#### YOUR OBJECTIVE:
Extract every line from the items below that contains the word "dark". Case counts, so match capitals and lowercase letters precisely.

#### STORED ROWS:
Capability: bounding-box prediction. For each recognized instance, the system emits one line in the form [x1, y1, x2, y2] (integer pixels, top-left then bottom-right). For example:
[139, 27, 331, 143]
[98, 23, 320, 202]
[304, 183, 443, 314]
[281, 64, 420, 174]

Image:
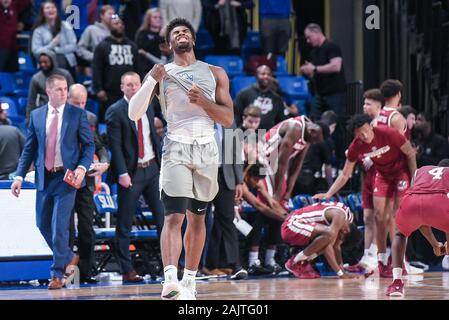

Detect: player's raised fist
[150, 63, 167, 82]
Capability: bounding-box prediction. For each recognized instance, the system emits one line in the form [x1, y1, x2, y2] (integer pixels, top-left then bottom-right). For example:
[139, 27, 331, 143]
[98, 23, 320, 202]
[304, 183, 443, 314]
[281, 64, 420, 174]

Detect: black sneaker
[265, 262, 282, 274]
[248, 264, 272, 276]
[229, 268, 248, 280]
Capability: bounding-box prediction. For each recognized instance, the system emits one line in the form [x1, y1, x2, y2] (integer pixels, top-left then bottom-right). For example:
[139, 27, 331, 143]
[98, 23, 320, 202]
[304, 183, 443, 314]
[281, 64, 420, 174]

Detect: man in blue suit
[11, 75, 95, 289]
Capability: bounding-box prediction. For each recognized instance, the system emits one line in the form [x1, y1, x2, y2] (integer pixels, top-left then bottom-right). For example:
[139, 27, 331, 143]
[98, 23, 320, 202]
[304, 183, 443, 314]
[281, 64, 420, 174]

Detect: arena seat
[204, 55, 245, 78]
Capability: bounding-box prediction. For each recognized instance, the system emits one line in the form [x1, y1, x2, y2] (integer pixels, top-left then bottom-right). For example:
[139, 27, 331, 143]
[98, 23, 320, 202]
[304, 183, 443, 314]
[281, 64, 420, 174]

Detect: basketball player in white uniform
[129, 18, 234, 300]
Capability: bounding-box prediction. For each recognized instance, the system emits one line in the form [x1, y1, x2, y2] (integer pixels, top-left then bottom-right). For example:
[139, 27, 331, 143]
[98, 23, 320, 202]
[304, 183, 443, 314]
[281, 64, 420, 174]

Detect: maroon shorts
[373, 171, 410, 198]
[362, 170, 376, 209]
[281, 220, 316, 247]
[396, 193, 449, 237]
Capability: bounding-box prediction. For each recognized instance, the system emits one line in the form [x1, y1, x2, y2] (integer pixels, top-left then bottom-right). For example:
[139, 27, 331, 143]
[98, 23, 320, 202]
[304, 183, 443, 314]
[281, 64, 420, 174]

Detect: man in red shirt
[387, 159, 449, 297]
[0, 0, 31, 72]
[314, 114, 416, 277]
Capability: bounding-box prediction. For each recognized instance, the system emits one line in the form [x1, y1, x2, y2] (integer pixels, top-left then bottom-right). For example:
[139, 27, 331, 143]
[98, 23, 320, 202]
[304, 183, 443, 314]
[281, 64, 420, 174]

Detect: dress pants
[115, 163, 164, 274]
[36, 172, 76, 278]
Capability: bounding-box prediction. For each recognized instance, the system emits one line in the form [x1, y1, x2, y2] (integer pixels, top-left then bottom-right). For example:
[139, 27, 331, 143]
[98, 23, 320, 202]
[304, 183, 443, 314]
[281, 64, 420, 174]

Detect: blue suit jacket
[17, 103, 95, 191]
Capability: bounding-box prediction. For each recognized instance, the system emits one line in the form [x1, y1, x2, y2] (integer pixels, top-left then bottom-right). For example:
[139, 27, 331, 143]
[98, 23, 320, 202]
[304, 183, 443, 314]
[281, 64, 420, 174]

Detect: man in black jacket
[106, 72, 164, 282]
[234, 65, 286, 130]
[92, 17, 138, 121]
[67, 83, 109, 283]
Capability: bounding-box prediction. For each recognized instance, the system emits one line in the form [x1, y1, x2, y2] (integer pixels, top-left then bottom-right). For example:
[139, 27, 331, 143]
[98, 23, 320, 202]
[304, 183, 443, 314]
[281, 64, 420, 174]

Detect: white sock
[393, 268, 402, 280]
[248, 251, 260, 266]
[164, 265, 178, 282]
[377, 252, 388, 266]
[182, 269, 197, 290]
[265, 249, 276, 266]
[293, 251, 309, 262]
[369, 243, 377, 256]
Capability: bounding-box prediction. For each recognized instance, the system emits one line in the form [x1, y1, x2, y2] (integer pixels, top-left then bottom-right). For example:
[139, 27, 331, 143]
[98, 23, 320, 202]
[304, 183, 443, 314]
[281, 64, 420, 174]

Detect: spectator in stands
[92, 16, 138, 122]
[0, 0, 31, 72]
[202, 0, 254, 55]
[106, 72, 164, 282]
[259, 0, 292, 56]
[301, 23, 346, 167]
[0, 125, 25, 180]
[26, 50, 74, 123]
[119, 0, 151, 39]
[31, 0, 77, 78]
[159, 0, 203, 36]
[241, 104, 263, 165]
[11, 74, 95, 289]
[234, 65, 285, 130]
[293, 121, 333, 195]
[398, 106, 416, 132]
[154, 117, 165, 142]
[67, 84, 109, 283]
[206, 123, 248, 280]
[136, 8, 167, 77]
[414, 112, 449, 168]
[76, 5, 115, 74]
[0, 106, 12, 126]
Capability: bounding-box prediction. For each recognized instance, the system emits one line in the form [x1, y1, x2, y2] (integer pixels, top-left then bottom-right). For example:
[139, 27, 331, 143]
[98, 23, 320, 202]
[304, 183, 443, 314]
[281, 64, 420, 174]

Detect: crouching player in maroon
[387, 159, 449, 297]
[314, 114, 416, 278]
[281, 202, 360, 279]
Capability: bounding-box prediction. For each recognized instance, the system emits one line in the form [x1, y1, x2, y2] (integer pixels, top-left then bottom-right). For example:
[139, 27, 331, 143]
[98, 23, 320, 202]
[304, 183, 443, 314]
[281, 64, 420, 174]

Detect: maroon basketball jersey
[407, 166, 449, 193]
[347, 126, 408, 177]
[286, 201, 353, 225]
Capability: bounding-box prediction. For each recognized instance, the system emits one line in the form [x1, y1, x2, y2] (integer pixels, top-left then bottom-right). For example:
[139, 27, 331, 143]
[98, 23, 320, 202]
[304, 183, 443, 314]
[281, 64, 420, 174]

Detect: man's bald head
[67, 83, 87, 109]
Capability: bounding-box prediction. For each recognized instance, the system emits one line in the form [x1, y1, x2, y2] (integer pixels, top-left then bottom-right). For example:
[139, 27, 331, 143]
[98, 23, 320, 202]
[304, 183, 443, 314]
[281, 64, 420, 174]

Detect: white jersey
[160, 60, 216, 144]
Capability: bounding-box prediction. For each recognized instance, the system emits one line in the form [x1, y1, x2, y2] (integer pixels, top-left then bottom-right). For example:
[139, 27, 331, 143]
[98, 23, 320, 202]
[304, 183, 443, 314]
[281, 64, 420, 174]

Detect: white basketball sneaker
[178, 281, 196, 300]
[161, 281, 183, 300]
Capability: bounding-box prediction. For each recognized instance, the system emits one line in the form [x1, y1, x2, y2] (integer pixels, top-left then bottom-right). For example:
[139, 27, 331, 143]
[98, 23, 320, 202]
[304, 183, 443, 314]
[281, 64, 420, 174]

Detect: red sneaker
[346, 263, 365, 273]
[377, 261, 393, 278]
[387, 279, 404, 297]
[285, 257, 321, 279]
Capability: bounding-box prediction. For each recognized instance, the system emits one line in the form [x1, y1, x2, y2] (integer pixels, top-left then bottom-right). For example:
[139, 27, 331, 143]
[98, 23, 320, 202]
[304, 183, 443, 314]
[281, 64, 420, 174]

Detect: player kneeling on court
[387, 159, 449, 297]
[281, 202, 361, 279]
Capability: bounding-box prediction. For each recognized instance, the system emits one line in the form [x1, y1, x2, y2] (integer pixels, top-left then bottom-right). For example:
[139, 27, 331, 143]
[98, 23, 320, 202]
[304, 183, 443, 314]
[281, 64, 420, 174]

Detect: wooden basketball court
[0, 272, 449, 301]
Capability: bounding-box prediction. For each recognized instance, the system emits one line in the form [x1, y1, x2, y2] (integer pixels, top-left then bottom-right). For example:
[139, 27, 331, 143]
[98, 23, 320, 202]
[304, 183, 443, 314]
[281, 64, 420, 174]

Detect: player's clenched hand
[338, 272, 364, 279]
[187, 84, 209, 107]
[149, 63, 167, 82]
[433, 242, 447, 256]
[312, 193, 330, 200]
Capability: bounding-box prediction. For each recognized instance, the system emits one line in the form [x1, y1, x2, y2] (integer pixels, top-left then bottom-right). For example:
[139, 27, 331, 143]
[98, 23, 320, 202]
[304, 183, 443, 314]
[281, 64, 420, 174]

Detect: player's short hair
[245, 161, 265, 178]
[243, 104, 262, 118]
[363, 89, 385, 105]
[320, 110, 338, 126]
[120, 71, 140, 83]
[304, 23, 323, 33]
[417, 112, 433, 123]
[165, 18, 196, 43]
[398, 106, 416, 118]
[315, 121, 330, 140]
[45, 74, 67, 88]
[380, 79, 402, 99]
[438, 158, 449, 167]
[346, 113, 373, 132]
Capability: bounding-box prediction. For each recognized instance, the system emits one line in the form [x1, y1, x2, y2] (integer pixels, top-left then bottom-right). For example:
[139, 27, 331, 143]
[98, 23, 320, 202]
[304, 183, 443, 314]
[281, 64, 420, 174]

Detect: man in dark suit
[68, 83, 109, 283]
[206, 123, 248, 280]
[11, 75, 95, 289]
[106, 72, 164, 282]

---

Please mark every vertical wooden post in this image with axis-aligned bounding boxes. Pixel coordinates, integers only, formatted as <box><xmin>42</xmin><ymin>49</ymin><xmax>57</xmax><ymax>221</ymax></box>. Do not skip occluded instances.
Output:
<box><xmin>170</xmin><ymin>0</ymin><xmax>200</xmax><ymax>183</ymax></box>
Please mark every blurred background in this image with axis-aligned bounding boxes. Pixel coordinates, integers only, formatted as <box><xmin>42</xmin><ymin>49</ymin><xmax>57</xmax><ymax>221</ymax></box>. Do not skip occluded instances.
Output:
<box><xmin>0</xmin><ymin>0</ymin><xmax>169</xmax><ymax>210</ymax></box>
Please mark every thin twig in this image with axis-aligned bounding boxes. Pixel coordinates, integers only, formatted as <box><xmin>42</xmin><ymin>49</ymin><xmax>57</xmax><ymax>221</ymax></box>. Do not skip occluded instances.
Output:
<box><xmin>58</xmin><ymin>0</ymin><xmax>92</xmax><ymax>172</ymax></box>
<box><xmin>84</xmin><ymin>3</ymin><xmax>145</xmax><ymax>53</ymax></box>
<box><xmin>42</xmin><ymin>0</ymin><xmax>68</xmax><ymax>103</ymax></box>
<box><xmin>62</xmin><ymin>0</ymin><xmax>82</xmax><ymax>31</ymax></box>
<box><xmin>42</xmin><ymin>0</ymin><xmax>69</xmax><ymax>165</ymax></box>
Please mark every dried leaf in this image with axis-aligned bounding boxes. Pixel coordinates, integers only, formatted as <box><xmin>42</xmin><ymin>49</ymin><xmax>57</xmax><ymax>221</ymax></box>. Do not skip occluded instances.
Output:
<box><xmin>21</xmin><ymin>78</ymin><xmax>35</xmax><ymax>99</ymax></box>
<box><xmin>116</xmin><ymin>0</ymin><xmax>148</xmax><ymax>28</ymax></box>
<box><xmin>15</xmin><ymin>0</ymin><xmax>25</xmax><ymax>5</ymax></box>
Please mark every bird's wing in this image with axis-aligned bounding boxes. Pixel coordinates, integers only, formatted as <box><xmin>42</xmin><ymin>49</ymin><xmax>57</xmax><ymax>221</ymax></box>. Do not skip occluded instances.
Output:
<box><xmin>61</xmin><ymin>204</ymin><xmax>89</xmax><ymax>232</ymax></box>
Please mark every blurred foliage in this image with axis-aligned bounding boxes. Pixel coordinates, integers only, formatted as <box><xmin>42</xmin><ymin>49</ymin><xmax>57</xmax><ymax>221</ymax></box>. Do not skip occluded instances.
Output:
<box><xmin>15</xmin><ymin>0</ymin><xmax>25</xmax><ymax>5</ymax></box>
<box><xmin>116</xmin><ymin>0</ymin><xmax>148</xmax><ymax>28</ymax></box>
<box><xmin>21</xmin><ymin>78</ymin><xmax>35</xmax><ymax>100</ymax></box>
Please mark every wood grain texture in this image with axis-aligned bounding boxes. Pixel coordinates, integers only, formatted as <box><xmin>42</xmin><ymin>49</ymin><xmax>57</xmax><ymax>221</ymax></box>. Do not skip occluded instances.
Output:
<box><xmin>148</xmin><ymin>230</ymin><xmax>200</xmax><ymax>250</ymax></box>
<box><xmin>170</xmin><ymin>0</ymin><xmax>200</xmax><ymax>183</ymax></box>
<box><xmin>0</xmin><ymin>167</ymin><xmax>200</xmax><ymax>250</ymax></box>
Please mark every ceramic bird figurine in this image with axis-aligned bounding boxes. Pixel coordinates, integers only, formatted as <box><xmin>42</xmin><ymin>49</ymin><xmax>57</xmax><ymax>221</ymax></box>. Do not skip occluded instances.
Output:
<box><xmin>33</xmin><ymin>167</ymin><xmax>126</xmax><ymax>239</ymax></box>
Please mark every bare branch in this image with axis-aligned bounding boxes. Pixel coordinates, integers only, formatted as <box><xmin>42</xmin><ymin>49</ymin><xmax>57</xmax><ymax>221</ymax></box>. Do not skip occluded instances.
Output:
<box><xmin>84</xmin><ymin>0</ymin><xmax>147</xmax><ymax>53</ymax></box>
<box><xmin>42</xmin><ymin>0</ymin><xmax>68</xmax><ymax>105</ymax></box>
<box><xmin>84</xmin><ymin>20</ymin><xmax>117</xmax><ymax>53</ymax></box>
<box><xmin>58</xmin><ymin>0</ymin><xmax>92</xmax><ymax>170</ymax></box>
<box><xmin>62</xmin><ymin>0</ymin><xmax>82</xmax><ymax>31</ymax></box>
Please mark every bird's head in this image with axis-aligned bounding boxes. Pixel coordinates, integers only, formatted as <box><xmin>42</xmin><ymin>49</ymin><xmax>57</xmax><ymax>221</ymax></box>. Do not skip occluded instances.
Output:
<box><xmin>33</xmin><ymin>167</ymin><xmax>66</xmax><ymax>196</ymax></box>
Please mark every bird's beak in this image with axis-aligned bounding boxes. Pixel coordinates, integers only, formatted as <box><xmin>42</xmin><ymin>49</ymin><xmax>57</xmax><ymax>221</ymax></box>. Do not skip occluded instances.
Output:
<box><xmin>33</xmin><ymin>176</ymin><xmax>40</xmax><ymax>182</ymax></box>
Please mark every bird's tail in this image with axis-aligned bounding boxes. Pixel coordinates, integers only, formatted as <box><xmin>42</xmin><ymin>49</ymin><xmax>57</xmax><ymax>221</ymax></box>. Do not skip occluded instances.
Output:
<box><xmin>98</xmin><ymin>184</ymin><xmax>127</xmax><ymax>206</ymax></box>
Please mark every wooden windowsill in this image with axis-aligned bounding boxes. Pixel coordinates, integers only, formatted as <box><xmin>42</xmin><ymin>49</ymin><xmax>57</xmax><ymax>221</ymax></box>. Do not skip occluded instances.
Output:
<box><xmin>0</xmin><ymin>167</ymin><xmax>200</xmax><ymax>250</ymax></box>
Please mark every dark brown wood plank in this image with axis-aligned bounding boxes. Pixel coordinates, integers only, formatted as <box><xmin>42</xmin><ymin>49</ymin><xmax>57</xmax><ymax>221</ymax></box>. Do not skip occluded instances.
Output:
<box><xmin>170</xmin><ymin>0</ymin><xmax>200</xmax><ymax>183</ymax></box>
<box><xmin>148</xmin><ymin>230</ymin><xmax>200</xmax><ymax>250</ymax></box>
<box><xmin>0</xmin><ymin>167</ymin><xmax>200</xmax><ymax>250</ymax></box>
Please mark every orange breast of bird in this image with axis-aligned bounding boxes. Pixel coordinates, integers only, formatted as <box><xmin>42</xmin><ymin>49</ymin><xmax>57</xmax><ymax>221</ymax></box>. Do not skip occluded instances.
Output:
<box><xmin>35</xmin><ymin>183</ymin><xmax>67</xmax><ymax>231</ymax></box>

#### EXPECTED ANSWER:
Detect: man in dark suit
Please mark every dark brown wood plank in this image with axis-aligned bounding boxes. Pixel coordinates, integers only, formatted as <box><xmin>42</xmin><ymin>49</ymin><xmax>57</xmax><ymax>221</ymax></box>. Do not skip occluded instances.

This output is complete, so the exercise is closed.